**Texto de lectura**.
○ ○ ○

# Protocolo Industrial, Manejo de ASCII en la Industria



## catagallo70 (May 16, 2008)

Hola

Necesito saber que es el protocolo industrial ASCII

Gracias por la Ayuda que me puedan brindar.


 Catalina G


----------



## electrodan (May 17, 2008)

No se que entendés por "industrial", pero el asci según lo tengo entendido es un formato de texto.


----------



## tiopepe123 (May 17, 2008)

EL ascii no es un protocolo sino una codificacion.

Simplemente se busco una forma de enviar letras/caracteres, por lo que se asigno un numero a cada letra, por ejemplo la "a" es el 65.

Por lo que debes pedir en todo caso  la tabla ascii.


Otro tema son las comunicaciones, muchas veces se envian mensajes que se pueden visualizar cn el hiperterminal por que los numeros binarios corresponden a letras.

Por ejemplo los comandos AT de los modems


----------



## tinchus (May 18, 2008)

Podes arrancar mirando algo del protocolo MODBUS, muy usado... La especificacion se puede bajar libremente... Hay versiones TCP/IP y serie... En las serie tenes una que se llama RTU (Transmite los comandos y datos en formato hexadecimal) y otra que es ASCII (Transmite con esta codificacion)


----------

○ ○ ○

[Registros de señalización de objetos por nombre]
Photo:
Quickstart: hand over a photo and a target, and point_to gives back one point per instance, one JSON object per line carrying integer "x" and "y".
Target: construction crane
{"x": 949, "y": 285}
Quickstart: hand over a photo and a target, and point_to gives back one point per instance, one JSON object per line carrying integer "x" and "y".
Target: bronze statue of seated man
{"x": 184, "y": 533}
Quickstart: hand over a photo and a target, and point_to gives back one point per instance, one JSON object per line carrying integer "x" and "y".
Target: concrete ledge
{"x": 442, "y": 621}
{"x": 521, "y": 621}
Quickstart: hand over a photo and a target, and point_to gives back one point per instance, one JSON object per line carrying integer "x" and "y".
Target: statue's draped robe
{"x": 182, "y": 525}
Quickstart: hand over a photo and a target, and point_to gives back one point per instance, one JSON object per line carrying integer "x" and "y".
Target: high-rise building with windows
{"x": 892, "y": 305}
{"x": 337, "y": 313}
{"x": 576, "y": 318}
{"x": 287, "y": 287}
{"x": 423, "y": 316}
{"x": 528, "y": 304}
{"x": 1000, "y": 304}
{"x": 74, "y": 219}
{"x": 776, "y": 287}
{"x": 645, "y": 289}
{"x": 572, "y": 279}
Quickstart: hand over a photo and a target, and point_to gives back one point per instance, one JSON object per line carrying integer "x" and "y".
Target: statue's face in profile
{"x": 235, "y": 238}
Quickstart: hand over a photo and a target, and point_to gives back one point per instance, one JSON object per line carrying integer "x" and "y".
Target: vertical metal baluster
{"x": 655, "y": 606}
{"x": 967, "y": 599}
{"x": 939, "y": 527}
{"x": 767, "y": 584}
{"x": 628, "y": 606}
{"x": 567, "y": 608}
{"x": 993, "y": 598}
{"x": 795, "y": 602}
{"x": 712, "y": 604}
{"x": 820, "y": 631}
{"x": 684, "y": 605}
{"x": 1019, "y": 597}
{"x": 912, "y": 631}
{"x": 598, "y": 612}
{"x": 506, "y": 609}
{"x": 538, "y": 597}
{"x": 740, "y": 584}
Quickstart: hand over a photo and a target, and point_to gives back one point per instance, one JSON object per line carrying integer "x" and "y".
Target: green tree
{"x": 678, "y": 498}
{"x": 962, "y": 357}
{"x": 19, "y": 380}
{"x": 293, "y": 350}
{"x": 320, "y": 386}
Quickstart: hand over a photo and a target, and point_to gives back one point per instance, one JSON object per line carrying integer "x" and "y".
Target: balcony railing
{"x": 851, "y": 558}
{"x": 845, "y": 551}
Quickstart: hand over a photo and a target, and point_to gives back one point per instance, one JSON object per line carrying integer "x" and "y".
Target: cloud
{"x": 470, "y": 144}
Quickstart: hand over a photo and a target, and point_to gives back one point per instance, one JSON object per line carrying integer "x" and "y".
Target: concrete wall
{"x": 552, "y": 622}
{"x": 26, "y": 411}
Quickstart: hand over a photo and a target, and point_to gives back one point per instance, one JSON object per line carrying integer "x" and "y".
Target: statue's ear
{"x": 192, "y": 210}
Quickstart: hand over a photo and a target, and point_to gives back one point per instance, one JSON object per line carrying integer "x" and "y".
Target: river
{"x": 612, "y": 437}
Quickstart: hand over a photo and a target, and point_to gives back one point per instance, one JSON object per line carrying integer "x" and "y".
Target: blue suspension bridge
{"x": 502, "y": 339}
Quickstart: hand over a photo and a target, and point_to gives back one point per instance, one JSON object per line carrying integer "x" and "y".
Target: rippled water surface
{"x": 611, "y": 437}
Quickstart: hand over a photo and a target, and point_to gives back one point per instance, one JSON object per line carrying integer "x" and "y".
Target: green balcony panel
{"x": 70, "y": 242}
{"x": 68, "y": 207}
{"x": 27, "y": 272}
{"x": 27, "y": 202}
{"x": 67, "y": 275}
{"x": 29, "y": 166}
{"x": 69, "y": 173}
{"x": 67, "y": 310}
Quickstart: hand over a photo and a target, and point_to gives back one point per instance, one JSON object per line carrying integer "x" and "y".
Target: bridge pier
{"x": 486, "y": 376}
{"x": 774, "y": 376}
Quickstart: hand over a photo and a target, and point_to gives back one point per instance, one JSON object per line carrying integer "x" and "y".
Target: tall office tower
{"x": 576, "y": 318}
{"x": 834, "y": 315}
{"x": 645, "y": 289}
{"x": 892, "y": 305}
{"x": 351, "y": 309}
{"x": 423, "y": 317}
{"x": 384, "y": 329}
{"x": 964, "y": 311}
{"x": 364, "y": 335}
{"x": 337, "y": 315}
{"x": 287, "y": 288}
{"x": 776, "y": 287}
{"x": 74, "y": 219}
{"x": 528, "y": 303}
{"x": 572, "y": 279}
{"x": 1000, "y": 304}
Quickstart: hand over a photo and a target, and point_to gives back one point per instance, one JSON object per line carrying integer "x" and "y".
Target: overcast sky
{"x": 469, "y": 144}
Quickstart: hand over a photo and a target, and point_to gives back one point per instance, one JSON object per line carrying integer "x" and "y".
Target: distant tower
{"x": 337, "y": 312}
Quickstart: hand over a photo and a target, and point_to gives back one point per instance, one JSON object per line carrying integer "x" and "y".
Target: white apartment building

○ ○ ○

**Tareas del ejercicio**.
**A)** ¿Puedes transcribir literalmente del hilo sobre el protocolo ASCII todo lo que va desde "## tinchus (May" hasta "con esta codificacion)"?
**B)** ¿Qué líneas de los registros contienen la palabra "building"? Localízalas todas y cópialas.

**Soluciones propuestas**.
**A)**
## tinchus (May 18, 2008)

Podes arrancar mirando algo del protocolo MODBUS, muy usado... La especificacion se puede bajar libremente... Hay versiones TCP/IP y serie... En las serie tenes una que se llama RTU (Transmite los comandos y datos en formato hexadecimal) y otra que es ASCII (Transmite con esta codificacion)

**B)**
Target: high-rise building with windows
Target: white apartment building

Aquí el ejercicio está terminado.